Required task: Find the line that contains "Could you please pick out the sky". Then set down that line and all the lines after it, to the end of the records, exactly and with nothing added.

Data entries:
BEGIN

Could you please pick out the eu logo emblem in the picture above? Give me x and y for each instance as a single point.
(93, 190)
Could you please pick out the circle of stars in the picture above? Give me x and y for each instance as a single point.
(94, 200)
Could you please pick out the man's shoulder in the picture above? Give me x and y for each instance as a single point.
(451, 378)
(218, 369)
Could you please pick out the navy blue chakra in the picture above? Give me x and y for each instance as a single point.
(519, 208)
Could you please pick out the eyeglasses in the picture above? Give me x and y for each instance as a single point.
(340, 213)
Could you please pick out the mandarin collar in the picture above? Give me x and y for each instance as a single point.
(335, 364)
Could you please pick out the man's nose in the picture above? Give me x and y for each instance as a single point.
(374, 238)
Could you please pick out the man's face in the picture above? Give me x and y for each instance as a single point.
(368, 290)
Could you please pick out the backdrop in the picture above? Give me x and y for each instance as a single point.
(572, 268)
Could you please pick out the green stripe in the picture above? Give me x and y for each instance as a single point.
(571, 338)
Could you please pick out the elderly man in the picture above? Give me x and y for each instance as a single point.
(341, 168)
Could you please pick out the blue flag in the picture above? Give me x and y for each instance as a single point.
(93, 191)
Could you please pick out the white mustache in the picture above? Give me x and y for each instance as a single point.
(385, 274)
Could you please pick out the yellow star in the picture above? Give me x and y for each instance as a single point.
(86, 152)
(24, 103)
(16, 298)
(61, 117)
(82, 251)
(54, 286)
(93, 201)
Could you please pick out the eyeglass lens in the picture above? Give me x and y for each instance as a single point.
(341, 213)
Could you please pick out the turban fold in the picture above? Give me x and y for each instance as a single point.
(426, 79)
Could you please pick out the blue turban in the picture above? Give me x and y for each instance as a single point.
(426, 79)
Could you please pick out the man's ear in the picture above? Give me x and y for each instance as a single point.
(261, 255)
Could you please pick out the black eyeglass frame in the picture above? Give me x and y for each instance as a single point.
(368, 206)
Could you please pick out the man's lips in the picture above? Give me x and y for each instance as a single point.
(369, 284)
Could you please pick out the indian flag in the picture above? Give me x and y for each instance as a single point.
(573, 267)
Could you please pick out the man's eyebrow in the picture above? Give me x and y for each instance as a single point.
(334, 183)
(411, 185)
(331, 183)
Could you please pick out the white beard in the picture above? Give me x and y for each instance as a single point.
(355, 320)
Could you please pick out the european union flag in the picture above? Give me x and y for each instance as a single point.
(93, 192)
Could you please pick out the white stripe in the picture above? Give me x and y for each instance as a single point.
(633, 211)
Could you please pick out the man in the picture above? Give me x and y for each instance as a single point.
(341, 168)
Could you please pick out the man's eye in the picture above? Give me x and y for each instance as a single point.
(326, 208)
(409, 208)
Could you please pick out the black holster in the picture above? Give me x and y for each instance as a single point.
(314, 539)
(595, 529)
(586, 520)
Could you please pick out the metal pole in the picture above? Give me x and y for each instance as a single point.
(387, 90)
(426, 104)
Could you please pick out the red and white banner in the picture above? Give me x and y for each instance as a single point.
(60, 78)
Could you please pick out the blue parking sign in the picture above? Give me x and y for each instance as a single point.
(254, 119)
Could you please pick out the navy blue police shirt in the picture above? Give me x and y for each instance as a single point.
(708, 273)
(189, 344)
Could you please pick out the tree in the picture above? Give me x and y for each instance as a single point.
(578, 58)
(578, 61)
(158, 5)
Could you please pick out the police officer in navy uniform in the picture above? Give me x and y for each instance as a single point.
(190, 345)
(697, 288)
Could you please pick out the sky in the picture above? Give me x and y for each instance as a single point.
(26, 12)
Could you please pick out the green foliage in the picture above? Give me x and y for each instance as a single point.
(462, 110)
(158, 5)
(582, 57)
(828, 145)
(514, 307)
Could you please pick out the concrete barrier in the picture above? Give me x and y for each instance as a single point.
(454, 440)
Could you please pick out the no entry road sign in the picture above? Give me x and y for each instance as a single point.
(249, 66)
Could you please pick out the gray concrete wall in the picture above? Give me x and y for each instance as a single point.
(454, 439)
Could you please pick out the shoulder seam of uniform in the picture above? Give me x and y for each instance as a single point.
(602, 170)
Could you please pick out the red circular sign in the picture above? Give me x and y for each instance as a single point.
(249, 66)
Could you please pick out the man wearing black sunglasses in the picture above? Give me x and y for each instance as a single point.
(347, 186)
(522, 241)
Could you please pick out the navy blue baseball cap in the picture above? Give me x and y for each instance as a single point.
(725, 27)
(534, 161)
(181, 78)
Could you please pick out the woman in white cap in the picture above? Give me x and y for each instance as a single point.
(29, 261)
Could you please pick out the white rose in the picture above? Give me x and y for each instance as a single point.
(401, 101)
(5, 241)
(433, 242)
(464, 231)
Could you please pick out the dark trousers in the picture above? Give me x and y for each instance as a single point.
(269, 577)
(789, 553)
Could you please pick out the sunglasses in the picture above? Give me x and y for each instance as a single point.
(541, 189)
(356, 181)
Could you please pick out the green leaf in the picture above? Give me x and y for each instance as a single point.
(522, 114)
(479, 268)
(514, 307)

END

Exercise result:
Could you please pick out the sky in the picture above? Give me x and y for each instance as a single point.
(26, 12)
Could you please pick out the green foliage in the picture above? Give me x and y for each instance as a single point.
(462, 110)
(158, 5)
(582, 57)
(828, 145)
(514, 307)
Could you please pick out the concrete barrier in the picture above? Give me x and y for each instance as a single point.
(454, 440)
Could you please pick out the no entry road sign in the picture above? Give me x and y for each instance as a single point.
(249, 66)
Could you please pick out the gray concrete wall in the picture above? Give me x and y for each instance as a single point.
(454, 439)
Could you please pick out the shoulder seam of uniform in the picture above? Give me x and y for each instance as a single point.
(602, 170)
Could you please pick out the red circular sign in the picture above? Give me x and y for each instance as a single point.
(249, 66)
Could you please pick out the man wearing black sunglasses in the picture above? Give me x and y for each instance as a single point.
(347, 186)
(522, 241)
Could you please pick out the navy blue baseball cap in the picture above? Give me x and y for each instance as a single point.
(725, 27)
(534, 161)
(181, 78)
Could you please pick out the woman in white cap in the picture above? Give me x and y for each instance as a single point.
(29, 261)
Could you please pick out the white rose in the picture above? Give me x and y for each instance as a single point.
(401, 101)
(5, 241)
(433, 242)
(464, 231)
Could you please pick out the dark trousers in the picture above? Give me x and y for each instance as a single point.
(269, 577)
(789, 553)
Could you please pick out the sunglasses in the picture above? Give me x and y for each instance as a single point.
(541, 189)
(356, 181)
Could you please pick out the green leaf in the picture above? Give me x and y for each instance as a single point.
(522, 114)
(479, 268)
(514, 307)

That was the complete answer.